Beginning with the line that has "box: [657, 331, 710, 353]", reproduce each remaining line of the data exactly, down to and including the last.

Segment Open

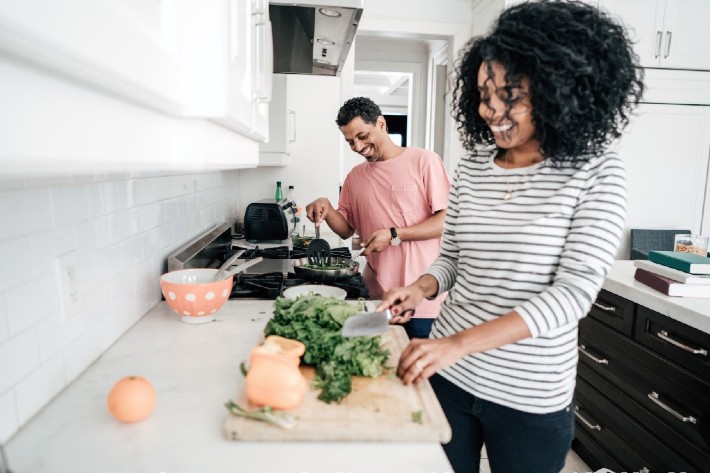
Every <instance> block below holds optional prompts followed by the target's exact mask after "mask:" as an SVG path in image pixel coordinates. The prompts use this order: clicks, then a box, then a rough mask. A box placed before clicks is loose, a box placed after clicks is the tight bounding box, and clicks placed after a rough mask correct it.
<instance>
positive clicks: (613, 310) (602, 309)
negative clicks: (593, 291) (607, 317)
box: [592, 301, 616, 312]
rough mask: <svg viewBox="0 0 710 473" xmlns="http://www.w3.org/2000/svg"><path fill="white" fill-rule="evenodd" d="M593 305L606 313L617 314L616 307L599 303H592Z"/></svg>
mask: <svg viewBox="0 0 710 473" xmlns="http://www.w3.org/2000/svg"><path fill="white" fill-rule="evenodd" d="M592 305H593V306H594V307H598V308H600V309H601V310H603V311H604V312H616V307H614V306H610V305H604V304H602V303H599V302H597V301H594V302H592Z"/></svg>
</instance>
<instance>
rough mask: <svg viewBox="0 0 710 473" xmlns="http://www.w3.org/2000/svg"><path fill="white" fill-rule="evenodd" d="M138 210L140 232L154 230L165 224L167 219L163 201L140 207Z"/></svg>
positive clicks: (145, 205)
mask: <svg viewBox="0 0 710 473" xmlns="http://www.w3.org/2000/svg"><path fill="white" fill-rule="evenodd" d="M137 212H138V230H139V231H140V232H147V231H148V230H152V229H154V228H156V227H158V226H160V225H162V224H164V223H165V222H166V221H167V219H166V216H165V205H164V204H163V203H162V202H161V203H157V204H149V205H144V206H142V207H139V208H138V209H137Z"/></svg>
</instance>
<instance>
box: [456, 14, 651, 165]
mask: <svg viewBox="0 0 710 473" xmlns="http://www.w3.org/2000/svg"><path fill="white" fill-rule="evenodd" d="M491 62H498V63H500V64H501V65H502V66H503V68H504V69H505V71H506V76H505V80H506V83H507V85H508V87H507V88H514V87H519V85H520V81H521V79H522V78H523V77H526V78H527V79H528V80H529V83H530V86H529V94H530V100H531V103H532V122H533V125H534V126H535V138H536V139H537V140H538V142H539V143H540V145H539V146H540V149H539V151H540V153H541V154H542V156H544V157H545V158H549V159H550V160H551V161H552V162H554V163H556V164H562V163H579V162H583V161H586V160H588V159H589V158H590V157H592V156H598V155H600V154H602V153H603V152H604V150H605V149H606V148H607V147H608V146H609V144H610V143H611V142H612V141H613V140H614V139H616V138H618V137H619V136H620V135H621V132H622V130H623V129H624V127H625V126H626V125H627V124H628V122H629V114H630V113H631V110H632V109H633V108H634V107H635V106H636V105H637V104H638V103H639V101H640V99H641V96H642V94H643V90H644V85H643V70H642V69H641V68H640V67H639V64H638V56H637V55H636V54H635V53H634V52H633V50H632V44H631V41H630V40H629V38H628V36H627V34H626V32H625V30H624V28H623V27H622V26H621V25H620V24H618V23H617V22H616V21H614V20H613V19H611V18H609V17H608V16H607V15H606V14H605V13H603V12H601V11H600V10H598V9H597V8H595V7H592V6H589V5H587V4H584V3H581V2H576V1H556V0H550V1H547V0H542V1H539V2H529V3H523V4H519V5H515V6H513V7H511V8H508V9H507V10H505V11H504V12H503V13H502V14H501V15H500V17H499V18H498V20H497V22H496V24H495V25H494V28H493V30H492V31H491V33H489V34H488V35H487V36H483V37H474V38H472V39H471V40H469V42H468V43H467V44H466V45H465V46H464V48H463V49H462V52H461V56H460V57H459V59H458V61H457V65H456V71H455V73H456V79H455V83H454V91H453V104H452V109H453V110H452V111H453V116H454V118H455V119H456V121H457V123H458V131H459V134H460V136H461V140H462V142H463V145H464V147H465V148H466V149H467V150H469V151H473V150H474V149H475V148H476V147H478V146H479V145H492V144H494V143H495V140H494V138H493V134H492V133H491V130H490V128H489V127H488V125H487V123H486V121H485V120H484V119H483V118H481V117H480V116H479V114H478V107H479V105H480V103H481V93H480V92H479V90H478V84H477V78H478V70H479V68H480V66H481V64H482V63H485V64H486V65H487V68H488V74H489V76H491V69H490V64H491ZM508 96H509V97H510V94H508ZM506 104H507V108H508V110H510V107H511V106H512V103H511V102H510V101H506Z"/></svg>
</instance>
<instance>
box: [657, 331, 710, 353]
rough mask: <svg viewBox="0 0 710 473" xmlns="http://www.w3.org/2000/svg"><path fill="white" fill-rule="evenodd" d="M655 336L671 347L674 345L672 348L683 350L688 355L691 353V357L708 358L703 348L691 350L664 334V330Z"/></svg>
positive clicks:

Segment Closed

| Problem solution |
box: [657, 331, 710, 353]
rough mask: <svg viewBox="0 0 710 473" xmlns="http://www.w3.org/2000/svg"><path fill="white" fill-rule="evenodd" d="M655 336L671 347L674 345L672 348L683 350L688 355L691 353V357L708 358L703 348L691 350L664 334V330Z"/></svg>
positive clicks:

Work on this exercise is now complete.